▶ EXTRAIT CITÉ
Vint le roy des Rommains en France et fu à Paris, où il fu bien receuz et conjoiz du duc de Berry et du conte d'Armignac, et y séjourna environ XV jours, et de là s'en alla en Engleterre devers le roy, où il fu longuement, en pourçachant le paix des deux roys et royaumes de France et d'Engleterre. Mais il n'y pot riens besongnier et s'en retourna en son pais d'Alemaingne sans riens faire. Et donna aux Liégois pluiseurs franchises et libertez. Et fist en ce voiage de la conté de Savoie une duchié. Et est vray que quant le Roy des Rommains party d'Alemaingne pour aller en France et en Engleterre, il estoit et avoit toujours esté tenant le party contraire du duc de Bourgongne, par le moien du duc Loys de Bavière, frère de la roynne de France, des cardinaulx de Cambray et de saint March, maistre Jehan Garson et autres commis ambaxadeurs du roy de France, par le moien des gouverneurs du royaume. Mais quant ledit roy des Rommains retourna en son dit pais, il estoit tout tourné de la partie dudit duc de Bourgongne par ce que il avait veu et oy en sondit voiage où ledit de Bourgongne euist puissance, car le conte d'Armignac luy avoit dit que se il passoit parmy le pays d'Artois ne ailleurs sur les marches du pays d'iceluy duc de Bourgongne, il le feroit prendre et emprisonner et le tendroit en sa subgection.

▶ OBJECTIF 1
Reprenez, s'il vous plaît, toutes les lignes des enregistrements ci-dessous sous forme de liste numérotée, sans les lignes vides.
Les enregistrements n'ont aucun lien avec l'extrait.

▶ DONNÉES D'ENTRÉE
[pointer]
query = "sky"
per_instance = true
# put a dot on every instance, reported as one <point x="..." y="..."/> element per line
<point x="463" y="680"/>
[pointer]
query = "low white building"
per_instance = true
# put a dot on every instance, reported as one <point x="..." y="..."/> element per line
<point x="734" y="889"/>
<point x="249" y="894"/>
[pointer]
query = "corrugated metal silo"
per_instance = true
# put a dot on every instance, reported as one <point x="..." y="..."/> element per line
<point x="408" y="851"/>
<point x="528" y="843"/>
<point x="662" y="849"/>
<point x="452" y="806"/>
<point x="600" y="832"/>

▶ OBJECTIF 2
Relevez tous les ducs désignés dans l'extrait, en reprenant la graphie du texte.

▶ RÉSULTAT ATTENDU 1
1. [pointer]
2. query = "sky"
3. per_instance = true
4. # put a dot on every instance, reported as one <point x="..." y="..."/> element per line
5. <point x="463" y="680"/>
6. [pointer]
7. query = "low white building"
8. per_instance = true
9. # put a dot on every instance, reported as one <point x="..." y="..."/> element per line
10. <point x="734" y="889"/>
11. <point x="249" y="894"/>
12. [pointer]
13. query = "corrugated metal silo"
14. per_instance = true
15. # put a dot on every instance, reported as one <point x="..." y="..."/> element per line
16. <point x="408" y="851"/>
17. <point x="528" y="843"/>
18. <point x="662" y="849"/>
19. <point x="452" y="806"/>
20. <point x="600" y="832"/>

▶ RÉSULTAT ATTENDU 2
- duc de Berry
- duc de Bourgongne
- duc Loys de Bavière